Problems to solve -
#1 According to the interview, in what year was The Manhattan Project: Energy Empire released?
#2 Please list every game title mentioned in the interview.
#3 Copy the interview word for word, from "DTD: I was asked" up to and including "kind of game.".

+++ Document +++

LL: It is. It was my second design, co-designed with Tom Jolly. And it was absolutely derivative. And I think all of my work is, to a degree, derivative.

The Manhattan Project: Energy Empire released in 2016. Luke’s first published title was Stones of Fate in 2015.
DTD: But really, how many absolutely original games can you name for me right now?
PV: That’s tough, right? Yeah.
DTD: I was asked that on the spot and I came up with The Mind, and that was it.
The cad game The Mind by Wolfgang Warsch uses waiting around as an actual game mechanism. My kind of game.

PV: The really funny inside, about the fact that it [Energy Empire] was one of his first ones, is that he had already written articles for the League of Game Makers – “And this is how you design a worker placement game.” [laughs]
DTD: Well, that’s why you knew! [laughs]
The League of Gamemakers was an online blog started by Luke Laurie, Peter Vaughan and others, for open discussion on how to design games. We talked about it a bunch in part 3.
LL: So, I was doing the homework on designing this game, and playtesting it at the same time. I was essentially writing articles that mirrored my thought process in delving deeper. What works, what doesn’t? What are some games that you should play to familiarize yourself with this, this type of game. When you’re considering how to design actions, what’s the math? Or if it isn’t math, what’s the heuristic that you’ve got to go on?

+++ Information provided +++

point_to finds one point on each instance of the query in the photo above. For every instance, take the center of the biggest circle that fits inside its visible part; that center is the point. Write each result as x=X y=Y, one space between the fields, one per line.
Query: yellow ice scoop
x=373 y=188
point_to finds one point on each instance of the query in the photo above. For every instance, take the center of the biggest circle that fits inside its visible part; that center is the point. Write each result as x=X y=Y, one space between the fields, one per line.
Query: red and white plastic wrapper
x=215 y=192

+++
+++ Information provided +++

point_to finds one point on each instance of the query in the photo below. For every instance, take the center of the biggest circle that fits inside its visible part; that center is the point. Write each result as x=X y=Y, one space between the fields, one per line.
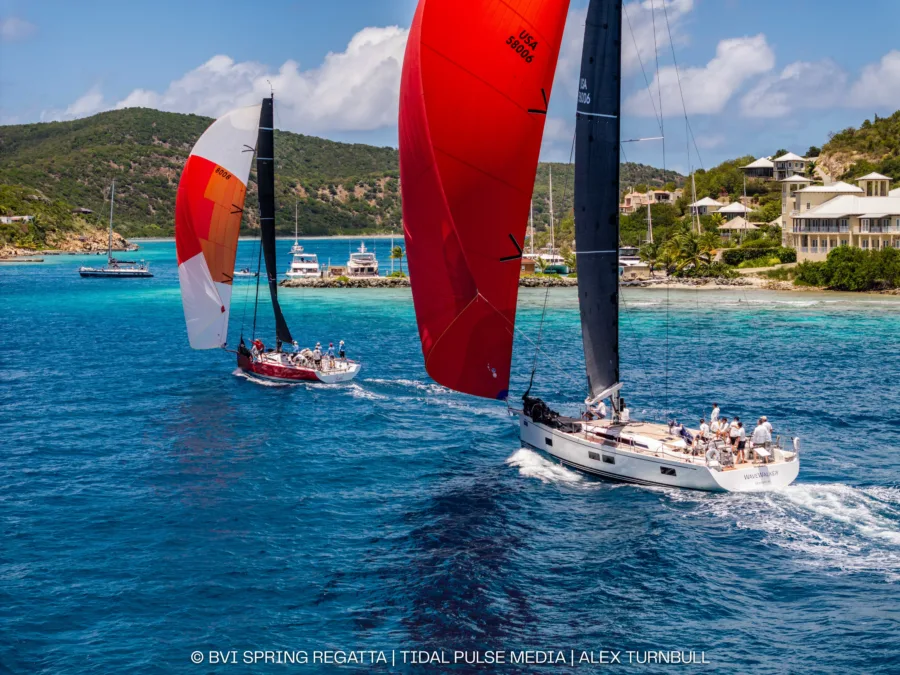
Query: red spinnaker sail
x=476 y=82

+++

Solutions in order -
#1 2016

#2 The Manhattan Project: Energy Empire, Stones of Fate, The Mind

#3
DTD: I was asked that on the spot and I came up with The Mind, and that was it.
The cad game The Mind by Wolfgang Warsch uses waiting around as an actual game mechanism. My kind of game.